***** MATERIAL PROVIDED *****

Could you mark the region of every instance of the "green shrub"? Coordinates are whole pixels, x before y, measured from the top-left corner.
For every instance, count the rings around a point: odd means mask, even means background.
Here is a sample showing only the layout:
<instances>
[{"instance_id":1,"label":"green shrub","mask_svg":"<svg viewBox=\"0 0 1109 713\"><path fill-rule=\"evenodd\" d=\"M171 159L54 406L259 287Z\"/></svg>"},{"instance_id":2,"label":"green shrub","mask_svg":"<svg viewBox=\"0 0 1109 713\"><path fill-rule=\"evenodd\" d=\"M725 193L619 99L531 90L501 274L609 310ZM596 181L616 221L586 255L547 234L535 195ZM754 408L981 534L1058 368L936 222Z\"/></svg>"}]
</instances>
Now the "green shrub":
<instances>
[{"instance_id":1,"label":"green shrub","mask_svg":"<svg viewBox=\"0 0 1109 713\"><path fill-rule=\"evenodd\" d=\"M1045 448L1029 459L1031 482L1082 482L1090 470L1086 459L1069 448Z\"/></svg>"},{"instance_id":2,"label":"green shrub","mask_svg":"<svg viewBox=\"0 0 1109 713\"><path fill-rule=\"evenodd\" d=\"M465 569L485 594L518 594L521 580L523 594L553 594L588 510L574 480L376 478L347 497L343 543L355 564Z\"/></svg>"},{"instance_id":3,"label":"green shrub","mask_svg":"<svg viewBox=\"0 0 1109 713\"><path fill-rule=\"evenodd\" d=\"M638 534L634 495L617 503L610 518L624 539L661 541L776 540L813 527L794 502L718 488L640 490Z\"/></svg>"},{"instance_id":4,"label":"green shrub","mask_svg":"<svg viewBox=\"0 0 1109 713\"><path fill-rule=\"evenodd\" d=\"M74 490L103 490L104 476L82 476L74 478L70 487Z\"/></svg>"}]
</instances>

*****

## WORK REQUIRED
Rewrite all of the lines above as a two-column CSV with the headers instruction and output, one row per block. Put the block's text and its answer each in one quoted field, with line breaks turned into spaces.

## FINAL RESULT
instruction,output
"Could you mark the region of every instance of the ""green shrub""? Coordinates are whole pixels, x before y, measured from the top-left corner. For every instance, count the rings around a point: odd means mask, even means background. Here is a sample showing only the layout: <instances> [{""instance_id"":1,""label"":""green shrub"",""mask_svg"":""<svg viewBox=\""0 0 1109 713\""><path fill-rule=\""evenodd\"" d=\""M171 159L54 406L259 287Z\""/></svg>""},{""instance_id"":2,""label"":""green shrub"",""mask_svg"":""<svg viewBox=\""0 0 1109 713\""><path fill-rule=\""evenodd\"" d=\""M725 193L619 99L531 90L501 274L609 310ZM596 181L616 221L586 255L547 234L535 195ZM754 408L981 534L1058 368L936 222Z\""/></svg>""}] </instances> Now the ""green shrub"":","<instances> [{""instance_id"":1,""label"":""green shrub"",""mask_svg"":""<svg viewBox=\""0 0 1109 713\""><path fill-rule=\""evenodd\"" d=\""M1045 448L1029 459L1031 482L1082 482L1090 470L1086 459L1069 448Z\""/></svg>""},{""instance_id"":2,""label"":""green shrub"",""mask_svg"":""<svg viewBox=\""0 0 1109 713\""><path fill-rule=\""evenodd\"" d=\""M465 569L485 594L518 594L521 580L523 594L553 594L588 510L574 480L376 478L347 497L343 543L355 564Z\""/></svg>""},{""instance_id"":3,""label"":""green shrub"",""mask_svg"":""<svg viewBox=\""0 0 1109 713\""><path fill-rule=\""evenodd\"" d=\""M638 534L634 495L617 503L610 518L624 539L661 541L776 540L813 527L794 502L718 488L640 490Z\""/></svg>""},{""instance_id"":4,""label"":""green shrub"",""mask_svg"":""<svg viewBox=\""0 0 1109 713\""><path fill-rule=\""evenodd\"" d=\""M74 490L103 490L104 476L82 476L74 478L70 487Z\""/></svg>""}] </instances>"